• Tarefas:
1. Informe se cada afirmação a seguir está de acordo com o texto sobre a felicidade. Responda sim ou não e cite literalmente as palavras decisivas: (a) o Evangelho garante felicidade ao bom cristão; (b) o desejo de ser feliz é instintivo no ser humano; (c) o lema «pare de sofrer» é qualificado como mentiroso.
2. Segundo o texto sobre a felicidade, de qual autor é o livro que se deseja ter nas mãos ao pôr do sol?
3. Dê continuidade ao texto sobre a felicidade a partir do ponto em que ele termina.

• Trecho do documento:
Por Maurício Zágari
Felicidade
é um conceito bíblico? Depende. Como assim, “depende”? Numa época em
que a heresia neopentecostal transformou o lema mentiroso do “pare de
sofrer” num dogma com base na Teologia da Prosperidade, a reação dos
defensores da sã doutrina é jogar o pêndulo com toda força para o outro
lado. Mas devemos ir com calma. O mesmo Deus que diz “quem quiser vir
após mim tome a sua cruz e siga-me” também diz “qual é o filho que
pedindo ao pai pão ele lhe dará pedra ou pedindo peixe lhe dará uma
serpente?”. Então o que as Escrituras nos mostram é que o Evangelho é
um caminho pedregoso, sem garantia de felicidade: você pode ser um bom
cristão e ainda assim ser infeliz até o fim de seus dias. Mas, por
outro lado, o coração amoroso do Pai pode criar muitos momentos de
felicidade durante essa caminhada pedregosa e aliviar por sua graça as
dores dos pés que fazem a jornada.
O
anseio de todo ser humano é ser feliz. Isso é instintivo. Queremos
viver longe de dores, frustrações, desilusões, desamores, problemas. A
meta de cada um de nós é acordar de manhã sorrindo, se espreguiçar e
passar o dia com um sorriso no rosto. Ah, a vida é bela!, anelamos dizer
a cada por-do-sol lindo no horizonte, com um livro de Fernando Pessoa
nas mãos, uma música gostosa no fone e a cabeça da pessoa amada no
colo, com um cafuné que tem sabor de repouso, descanso e felicidade.
Fale a verdade: você não gostaria de viver isso? Mas aí chega Jesus e
estraga tudo.

Um bloco de dados:
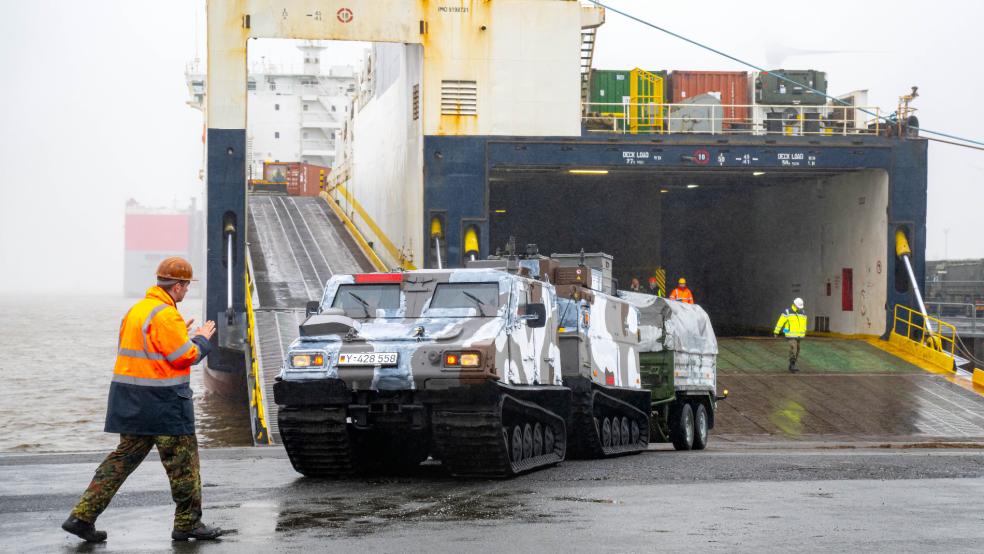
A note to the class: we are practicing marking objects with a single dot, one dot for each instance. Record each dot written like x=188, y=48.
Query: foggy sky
x=93, y=107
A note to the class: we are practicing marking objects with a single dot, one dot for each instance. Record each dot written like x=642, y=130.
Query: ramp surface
x=846, y=390
x=295, y=245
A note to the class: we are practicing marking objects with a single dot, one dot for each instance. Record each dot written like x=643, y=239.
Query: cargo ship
x=154, y=233
x=466, y=131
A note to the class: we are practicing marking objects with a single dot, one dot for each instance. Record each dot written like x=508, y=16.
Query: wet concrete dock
x=733, y=497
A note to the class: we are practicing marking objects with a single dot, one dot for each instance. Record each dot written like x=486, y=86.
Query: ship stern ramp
x=295, y=245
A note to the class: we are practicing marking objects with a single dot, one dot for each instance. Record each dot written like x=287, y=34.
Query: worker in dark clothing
x=150, y=404
x=792, y=323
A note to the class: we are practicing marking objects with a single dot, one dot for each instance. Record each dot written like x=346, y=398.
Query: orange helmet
x=175, y=268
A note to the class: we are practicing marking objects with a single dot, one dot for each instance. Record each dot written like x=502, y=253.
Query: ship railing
x=962, y=314
x=258, y=423
x=731, y=119
x=929, y=331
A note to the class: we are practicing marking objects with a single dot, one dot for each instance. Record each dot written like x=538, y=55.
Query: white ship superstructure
x=295, y=111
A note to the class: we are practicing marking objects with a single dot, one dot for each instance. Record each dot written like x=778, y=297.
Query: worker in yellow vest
x=792, y=323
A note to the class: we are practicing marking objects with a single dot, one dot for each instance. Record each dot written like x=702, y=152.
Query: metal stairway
x=588, y=36
x=295, y=245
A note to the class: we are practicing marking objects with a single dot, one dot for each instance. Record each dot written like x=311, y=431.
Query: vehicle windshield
x=367, y=298
x=484, y=297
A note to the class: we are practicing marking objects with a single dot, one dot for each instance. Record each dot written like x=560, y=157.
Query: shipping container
x=732, y=86
x=611, y=86
x=300, y=179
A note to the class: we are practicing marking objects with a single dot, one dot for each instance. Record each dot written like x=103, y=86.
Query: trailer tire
x=682, y=428
x=700, y=426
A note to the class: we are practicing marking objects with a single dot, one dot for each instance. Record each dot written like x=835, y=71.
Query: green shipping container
x=611, y=86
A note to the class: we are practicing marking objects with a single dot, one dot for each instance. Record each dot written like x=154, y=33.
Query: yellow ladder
x=647, y=110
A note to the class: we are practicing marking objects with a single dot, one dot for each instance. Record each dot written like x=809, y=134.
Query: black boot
x=83, y=529
x=201, y=532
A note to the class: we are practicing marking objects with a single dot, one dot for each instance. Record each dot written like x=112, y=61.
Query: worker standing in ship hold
x=150, y=405
x=682, y=293
x=792, y=323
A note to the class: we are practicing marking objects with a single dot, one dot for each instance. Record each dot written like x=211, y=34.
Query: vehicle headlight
x=310, y=359
x=462, y=359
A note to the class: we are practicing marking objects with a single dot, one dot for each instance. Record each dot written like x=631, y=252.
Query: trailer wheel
x=682, y=428
x=700, y=426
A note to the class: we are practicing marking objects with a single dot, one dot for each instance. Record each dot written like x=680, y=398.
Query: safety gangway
x=295, y=244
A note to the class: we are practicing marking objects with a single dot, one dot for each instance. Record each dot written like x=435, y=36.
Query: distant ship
x=154, y=233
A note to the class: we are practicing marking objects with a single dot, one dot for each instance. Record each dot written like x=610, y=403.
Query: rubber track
x=586, y=441
x=317, y=441
x=473, y=444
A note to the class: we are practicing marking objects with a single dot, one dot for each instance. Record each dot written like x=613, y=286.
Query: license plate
x=368, y=358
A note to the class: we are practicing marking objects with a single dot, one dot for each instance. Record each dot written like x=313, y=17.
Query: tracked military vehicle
x=505, y=366
x=462, y=364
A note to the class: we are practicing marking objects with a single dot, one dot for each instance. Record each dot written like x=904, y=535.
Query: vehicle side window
x=466, y=295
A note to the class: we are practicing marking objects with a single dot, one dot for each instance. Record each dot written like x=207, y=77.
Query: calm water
x=56, y=362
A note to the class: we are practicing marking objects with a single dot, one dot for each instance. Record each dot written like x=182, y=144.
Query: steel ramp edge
x=930, y=361
x=360, y=240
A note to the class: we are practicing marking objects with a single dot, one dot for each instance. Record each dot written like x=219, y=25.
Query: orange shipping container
x=732, y=85
x=301, y=179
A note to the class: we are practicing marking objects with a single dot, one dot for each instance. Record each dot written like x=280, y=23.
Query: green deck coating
x=818, y=355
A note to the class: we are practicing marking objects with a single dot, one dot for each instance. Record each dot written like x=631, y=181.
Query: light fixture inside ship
x=588, y=171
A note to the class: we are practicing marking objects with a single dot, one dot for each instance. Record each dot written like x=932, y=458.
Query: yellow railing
x=646, y=104
x=645, y=112
x=262, y=433
x=911, y=324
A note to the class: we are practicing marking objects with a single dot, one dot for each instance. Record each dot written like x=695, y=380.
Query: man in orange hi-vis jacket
x=150, y=405
x=682, y=293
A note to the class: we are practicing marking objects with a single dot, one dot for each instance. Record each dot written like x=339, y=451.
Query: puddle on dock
x=860, y=406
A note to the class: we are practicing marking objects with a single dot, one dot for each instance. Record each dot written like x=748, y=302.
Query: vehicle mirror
x=536, y=316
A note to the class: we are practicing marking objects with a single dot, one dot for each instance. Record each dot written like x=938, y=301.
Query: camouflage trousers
x=179, y=454
x=793, y=350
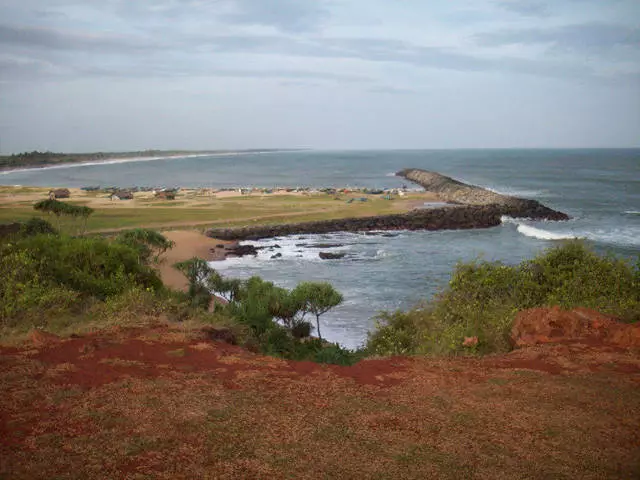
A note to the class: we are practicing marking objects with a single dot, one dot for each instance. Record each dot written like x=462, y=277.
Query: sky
x=120, y=75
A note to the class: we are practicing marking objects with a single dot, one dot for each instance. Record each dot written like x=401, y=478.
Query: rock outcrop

• Respostas por tarefa:
1.
(a) Não: «o Evangelho é um caminho pedregoso, sem garantia de felicidade».
(b) Sim: «O anseio de todo ser humano é ser feliz. Isso é instintivo.»
(c) Sim: «o lema mentiroso do “pare de sofrer”».

2. De Fernando Pessoa.

3.
Isso mesmo. Sabe
aqueles filmes em que, de repente, tem um som de vitrola arranhando e o
personagem cai do sonho e se vê numa situação de dureza? Pois no
Evangelho é exatamente assim. Você está lá, no Arpoador, curtindo o
entardecer, sentindo a brisa do mar, quando, sem aviso, o som que vem é
o da agulha arranhando o long play. É quando Jesus te sacode pelos
ombros e diz: “Tome a sua cruz e siga-me”. Pra quem só quer uma vida de
alegria perene isso é o fim da picada.
Não,
meu irmão, minha irmã, viver não é um parque de diversões. Viver
segundo os preceitos bíblicos, então, é para os fortes. E,
paradoxalmente, só se torna forte quem se põe fraco aos pés do Mestre.
Pois a alternativa a tomar a cruz e seguir a Cristo é o inferno. Mas a
boa noticia é que o Senhor nos diz, em paráfrase: “Tome a sua cruz e
siga-me… mas não desanime nem fique ansioso, pois você pode lançar os
seus fardos sobre mim: eu tenho cuidado de você”. Sim, o Evangelho é
para os fortes, e a nossa força tem nome: impotência. E é aí que entra a
possibilidade da felicidade.
Como assim?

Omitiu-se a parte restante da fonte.